> [Challenge]:
Convert the entries below into a Markdown table with two columns, Row and Line. Put each non-blank line in its own row and number the rows in order.

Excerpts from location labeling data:
START

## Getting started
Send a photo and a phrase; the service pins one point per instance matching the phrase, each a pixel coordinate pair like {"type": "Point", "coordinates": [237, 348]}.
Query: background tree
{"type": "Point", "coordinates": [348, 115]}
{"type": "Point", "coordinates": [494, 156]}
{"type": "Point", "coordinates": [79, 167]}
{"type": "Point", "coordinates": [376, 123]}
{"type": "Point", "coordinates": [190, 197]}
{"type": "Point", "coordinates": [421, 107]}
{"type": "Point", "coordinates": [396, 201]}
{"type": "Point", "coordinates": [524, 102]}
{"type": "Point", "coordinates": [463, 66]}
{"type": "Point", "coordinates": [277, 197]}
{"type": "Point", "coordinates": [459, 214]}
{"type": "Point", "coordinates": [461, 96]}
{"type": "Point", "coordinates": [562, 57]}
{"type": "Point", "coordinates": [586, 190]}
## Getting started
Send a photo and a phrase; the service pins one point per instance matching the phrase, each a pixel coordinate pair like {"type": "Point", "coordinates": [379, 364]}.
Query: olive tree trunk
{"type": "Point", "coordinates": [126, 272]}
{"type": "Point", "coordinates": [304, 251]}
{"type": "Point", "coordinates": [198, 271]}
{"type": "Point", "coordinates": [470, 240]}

END

> [The response]:
| Row | Line |
|---|---|
| 1 | ## Getting started |
| 2 | Send a photo and a phrase; the service pins one point per instance matching the phrase, each a pixel coordinate pair like {"type": "Point", "coordinates": [237, 348]}. |
| 3 | Query: background tree |
| 4 | {"type": "Point", "coordinates": [348, 115]} |
| 5 | {"type": "Point", "coordinates": [494, 156]} |
| 6 | {"type": "Point", "coordinates": [79, 167]} |
| 7 | {"type": "Point", "coordinates": [376, 123]} |
| 8 | {"type": "Point", "coordinates": [190, 197]} |
| 9 | {"type": "Point", "coordinates": [421, 107]} |
| 10 | {"type": "Point", "coordinates": [396, 201]} |
| 11 | {"type": "Point", "coordinates": [524, 102]} |
| 12 | {"type": "Point", "coordinates": [463, 66]} |
| 13 | {"type": "Point", "coordinates": [277, 197]} |
| 14 | {"type": "Point", "coordinates": [459, 214]} |
| 15 | {"type": "Point", "coordinates": [461, 96]} |
| 16 | {"type": "Point", "coordinates": [562, 57]} |
| 17 | {"type": "Point", "coordinates": [586, 190]} |
| 18 | ## Getting started |
| 19 | Send a photo and a phrase; the service pins one point per instance matching the phrase, each a pixel coordinate pair like {"type": "Point", "coordinates": [379, 364]}. |
| 20 | Query: olive tree trunk |
| 21 | {"type": "Point", "coordinates": [126, 272]} |
| 22 | {"type": "Point", "coordinates": [304, 251]} |
| 23 | {"type": "Point", "coordinates": [198, 271]} |
| 24 | {"type": "Point", "coordinates": [470, 240]} |